— begin Supplied passage —

Recently, the United States suffered another evil and tragic murderous gun attack in a school—this time in the state of Texas. Many people, as is to be both expected and appreciated, have expressed their prayerful support for victims who survived, and for the families of those who did not. The Governor of Texas, Gregg Abbott, an openly committed follower of Christ, said, “We need to do more than just pray for the victims and their families. It’s time in Texas that we take action to step up and make sure this tragedy is never repeated ever again.” Well said. I think that we would all agree with this. Prayer is necessary, but so is action. An esteemed pastor of another era, John Bunyan, would also agree.
Bunyan once wrote, “You can do more than pray, after you have prayed, but you cannot do more than pray until you have prayed.” Bunyan understood that praying and doing go hand in hand. He grasped that the Christian needs to be on her knees, but also on her feet. Bunyan grasped that praying and practical go hand in hand. But most importantly, he understood the right order; he understand that prayer takes priority: first prayer, then action. No doubt, he learned this from the Lord Jesus Christ. Perhaps he learned it from the passage on which we are focusing in this study.
The passage before us serves as a powerful example of this truth. Here we see Jesus praying—and then doing more than praying.
Dear Christian, and, especially church member, what place does prayer have in your life? Is it a priority? Or are you perhaps like me, who all too often gives in to the temptation to think, “I’m too busy to pray”? I like the title of Bill Hybels’s book on prayer: Too Busy Not To Pray. This might be a good summary of the verse before us.
In this study, I want us to learn about the priority of prayer in the life of Jesus so that we might follow him more faithfully and more fruitfully to the place of prayer. If we do, I suspect that, like Jesus, we will find our life taking shape according to God’s plan and purpose for us.
We will examine this passage under four questions.
When Did Jesus Pray?
The first question we must ask is, when did Jesus pray? Mark tells us: “And rising very early in the morning, while it was still dark” (v. 35).
The descriptive words used here are meant to emphasis the time of this praying. “Very early” is used only by Mark in the New Testament. It is a word that speaks of a time before daybreak, during the final watch of the night (i.e. between 3:00 AM and 6:00 AM).
Why the emphasis? Perhaps to indicate its importance, its priority. Note a few things about the timing of this prayer.
First, Jesus prayed when he was tired. He had had a busy day previously, but now he was awake early. When we are tired, we need to pray.
Second, Jesus prayed when he was triumphant. He had experienced great victories just hours earlier. He did not rest on his laurels when he experienced victory, but went to his knees. We will develop this below.
Third, Jesus prayed when he was tried. His popularity would test his commitment to God’s plan. Our temptations don’t come only when things are going bad. Trials come in good times and bad, and we must be committed to pray at all times.
Fourth, Jesus prayed when he was alone and in the dark. We could legitimately say that he prayed before he faced the traffic. We could also say that he prayed before he talked and before he trained. He knew that another day of intense discipleship lay before him, and so he prayed.

— end Supplied passage —
— begin Extracted records —

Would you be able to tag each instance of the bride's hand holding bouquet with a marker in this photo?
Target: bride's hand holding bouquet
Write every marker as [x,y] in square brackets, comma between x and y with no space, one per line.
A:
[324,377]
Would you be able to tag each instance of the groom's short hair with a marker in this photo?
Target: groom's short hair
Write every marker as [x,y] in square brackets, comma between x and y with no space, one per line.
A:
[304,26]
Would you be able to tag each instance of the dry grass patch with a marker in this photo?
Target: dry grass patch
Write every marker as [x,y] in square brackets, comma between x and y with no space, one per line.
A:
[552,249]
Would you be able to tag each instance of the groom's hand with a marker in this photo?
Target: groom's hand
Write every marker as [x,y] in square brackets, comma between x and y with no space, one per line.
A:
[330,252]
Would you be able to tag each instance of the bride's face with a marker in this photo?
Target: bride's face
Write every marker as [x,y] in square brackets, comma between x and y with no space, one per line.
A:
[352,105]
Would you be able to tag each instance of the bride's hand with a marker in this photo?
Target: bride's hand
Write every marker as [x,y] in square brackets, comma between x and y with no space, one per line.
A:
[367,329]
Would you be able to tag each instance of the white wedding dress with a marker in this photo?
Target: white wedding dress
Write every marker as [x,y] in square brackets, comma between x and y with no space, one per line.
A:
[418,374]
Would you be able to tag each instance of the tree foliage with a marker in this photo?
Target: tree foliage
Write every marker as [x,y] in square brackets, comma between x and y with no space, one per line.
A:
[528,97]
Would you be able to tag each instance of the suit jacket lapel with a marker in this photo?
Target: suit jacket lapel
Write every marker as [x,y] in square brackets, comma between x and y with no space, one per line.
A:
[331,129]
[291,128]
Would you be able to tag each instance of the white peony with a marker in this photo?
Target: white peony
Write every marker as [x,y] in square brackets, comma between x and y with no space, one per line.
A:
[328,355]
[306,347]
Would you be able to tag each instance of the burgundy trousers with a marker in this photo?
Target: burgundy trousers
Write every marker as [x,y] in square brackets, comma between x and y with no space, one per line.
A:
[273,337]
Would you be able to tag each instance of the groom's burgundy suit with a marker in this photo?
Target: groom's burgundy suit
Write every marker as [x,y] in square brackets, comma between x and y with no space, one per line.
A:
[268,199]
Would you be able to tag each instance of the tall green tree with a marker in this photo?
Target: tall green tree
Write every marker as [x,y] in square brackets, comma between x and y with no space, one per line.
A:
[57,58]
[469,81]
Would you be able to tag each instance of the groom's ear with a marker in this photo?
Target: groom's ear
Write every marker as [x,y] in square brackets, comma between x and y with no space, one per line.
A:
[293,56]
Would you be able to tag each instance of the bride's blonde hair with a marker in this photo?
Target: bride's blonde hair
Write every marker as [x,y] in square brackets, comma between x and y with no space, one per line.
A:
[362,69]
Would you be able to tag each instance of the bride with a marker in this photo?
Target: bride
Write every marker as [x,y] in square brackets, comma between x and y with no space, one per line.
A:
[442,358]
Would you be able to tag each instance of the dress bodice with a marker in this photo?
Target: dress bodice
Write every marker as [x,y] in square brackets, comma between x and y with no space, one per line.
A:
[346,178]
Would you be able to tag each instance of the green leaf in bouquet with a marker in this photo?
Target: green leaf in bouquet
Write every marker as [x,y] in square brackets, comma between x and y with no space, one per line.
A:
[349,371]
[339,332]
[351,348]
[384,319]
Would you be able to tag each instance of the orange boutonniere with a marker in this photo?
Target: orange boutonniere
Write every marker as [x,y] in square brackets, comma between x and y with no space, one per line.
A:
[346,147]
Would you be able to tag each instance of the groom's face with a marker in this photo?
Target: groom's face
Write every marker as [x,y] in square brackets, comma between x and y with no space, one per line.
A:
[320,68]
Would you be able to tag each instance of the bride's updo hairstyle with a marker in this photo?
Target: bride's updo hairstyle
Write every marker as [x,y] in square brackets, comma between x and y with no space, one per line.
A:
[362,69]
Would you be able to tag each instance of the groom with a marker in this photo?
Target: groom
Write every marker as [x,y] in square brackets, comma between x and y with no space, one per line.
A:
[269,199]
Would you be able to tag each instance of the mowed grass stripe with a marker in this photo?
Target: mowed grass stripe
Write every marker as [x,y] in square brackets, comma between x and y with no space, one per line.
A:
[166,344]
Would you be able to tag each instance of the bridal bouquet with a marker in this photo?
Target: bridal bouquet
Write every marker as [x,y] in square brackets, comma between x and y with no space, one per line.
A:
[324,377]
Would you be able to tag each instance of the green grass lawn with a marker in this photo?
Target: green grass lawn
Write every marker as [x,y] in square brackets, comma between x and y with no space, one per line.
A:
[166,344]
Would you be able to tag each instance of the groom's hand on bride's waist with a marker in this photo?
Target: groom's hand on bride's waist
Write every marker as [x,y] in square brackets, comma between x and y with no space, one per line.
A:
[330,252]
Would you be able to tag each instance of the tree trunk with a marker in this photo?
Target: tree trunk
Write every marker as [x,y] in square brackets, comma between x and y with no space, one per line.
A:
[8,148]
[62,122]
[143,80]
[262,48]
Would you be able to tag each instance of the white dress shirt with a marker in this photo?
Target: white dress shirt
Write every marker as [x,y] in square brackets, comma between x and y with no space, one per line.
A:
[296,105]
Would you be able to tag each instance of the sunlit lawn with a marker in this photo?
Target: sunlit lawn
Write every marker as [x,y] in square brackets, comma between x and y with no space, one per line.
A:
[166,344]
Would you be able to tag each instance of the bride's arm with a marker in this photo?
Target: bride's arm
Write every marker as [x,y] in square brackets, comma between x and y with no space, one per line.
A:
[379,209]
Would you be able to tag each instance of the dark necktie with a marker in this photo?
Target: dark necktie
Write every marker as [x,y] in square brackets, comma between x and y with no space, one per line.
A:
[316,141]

— end Extracted records —

Tasks to carry out:
**a)** In the sermon on prayer, condense the paragraph beginning "Fourth, Jesus prayed when he was alone" into a short bulleted list that keeps its main points.
**b)** Pick up the sermon on prayer after its final sentence and write the paragraphs that come next.

Task-by-task outputs:
**a)**
- Jesus prayed when he was alone and in the dark.
- He prayed before he faced the traffic, before he talked, and before he trained.
- He prayed because he knew another day of intense discipleship lay ahead of him.

**b)**
The point is that he started his day with God, not with man. All of these timing observations will be noted again as we continue our study.
Where Did Jesus Pray?
The second question to ask is, where did Jesus pray? Again, the text is clear: “He departed and went out to a desolate place” (v. 35).
The word translated “desolate place” is used frequently in this opening chapter (vv. 3, 4, 12, 13, 45), and it appears again in 6:31, 32, 35. In this latter passage, prayer will also feature. The word can be translated “wilderness.”
The wilderness motif is conspicuous. But, to what does it refer?
You will remember from earlier studies that Jesus was the perfect Israel. He was a perfect Son, unlike Israel, who failed as God’s Son (cf. Exodus 4:22–23).
The wilderness features heavily in this opening chapter, and there is much here that features a recapitulation of Israel’s history. James Edwards is spot on when he observes that Jesus returning over and over to the wilderness is for the purpose of “reflecting Israel’s sojourn in the wilderness following the Exodus,” where the wilderness was clearly “a place of repentance, restoration, and fellowship with God.” It was also a place of conflict.
We can summarize all of this by saying that where Jesus prayed was a place to experience fellowship with God. That is the design of God for the wilderness. That is God’s design for your wilderness. It is to get you to pray.
Before applying this we must note a vital lesson: Praying in the wilderness may keep you out of exile.
Jesus, the perfect Israel, prioritised prayer and never displeased the Lord. He was never under God’s chastening, at least for his own sins. He never sinned. That was not the case with Israel.
In the Old Testament, Israel is seen praying most often in exile, not in the wilderness. The great examples of prayer are Daniel, Ezra and Nehemiah (see chapter 9 of each of this books). Psalm 137 portrays Israel praying desperately in exile.
If we do not prioritise prayer in the wilderness, we may find ourselves forced to pray in exile. We will pray. The question is, where will we pray—in the land of opportunity or land of chastening?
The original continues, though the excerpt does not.